PROBLEM >> Set out every line of the records below as a numbered list, skipping any blank lines.
------ EXTRACTED DATA
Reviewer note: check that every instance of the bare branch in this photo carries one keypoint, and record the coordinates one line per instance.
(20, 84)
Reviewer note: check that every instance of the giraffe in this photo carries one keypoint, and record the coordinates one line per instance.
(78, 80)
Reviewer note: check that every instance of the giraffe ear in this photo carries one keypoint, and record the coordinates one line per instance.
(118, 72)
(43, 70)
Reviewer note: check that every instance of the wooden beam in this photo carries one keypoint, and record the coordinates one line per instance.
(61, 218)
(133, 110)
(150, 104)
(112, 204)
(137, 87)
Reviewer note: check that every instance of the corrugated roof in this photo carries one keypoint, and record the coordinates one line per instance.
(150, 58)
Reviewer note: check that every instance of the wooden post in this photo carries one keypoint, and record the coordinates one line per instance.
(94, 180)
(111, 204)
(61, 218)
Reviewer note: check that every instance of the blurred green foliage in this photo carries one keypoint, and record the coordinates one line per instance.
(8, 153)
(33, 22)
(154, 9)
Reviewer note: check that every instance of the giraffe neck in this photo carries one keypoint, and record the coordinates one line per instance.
------------
OUTPUT BELOW >>
1. Reviewer note: check that every instance of the bare branch in this photo carries one keypoint, and record the coordinates one line per instance.
2. (20, 84)
3. Reviewer note: check that every instance of the giraffe in this photo carries one keypoint, and record the coordinates one line per instance.
4. (78, 80)
5. Reviewer note: check that every instance of the giraffe ear in this photo carries one keypoint, and record the coordinates one line per instance.
6. (118, 72)
7. (43, 70)
8. Reviewer note: check that every instance of the wooden beam in this photo carries one keypoint, and record the coordinates one line per instance.
9. (61, 218)
10. (133, 110)
11. (150, 104)
12. (112, 204)
13. (137, 87)
14. Reviewer note: check that every instance of the corrugated roof in this photo carries one keypoint, and record the coordinates one line per instance.
15. (150, 58)
16. Reviewer note: check that every instance of the wooden post in this photo carries one keypoint, and record the coordinates one line per instance.
17. (94, 180)
18. (111, 204)
19. (61, 218)
20. Reviewer note: check that every instance of the blurred green foliage in this photo carries one keypoint, and record the coordinates one line per instance.
21. (8, 153)
22. (33, 22)
23. (154, 9)
24. Reviewer note: check that every instance of the giraffe neck in this photo carries one keypoint, and record the coordinates one line per instance.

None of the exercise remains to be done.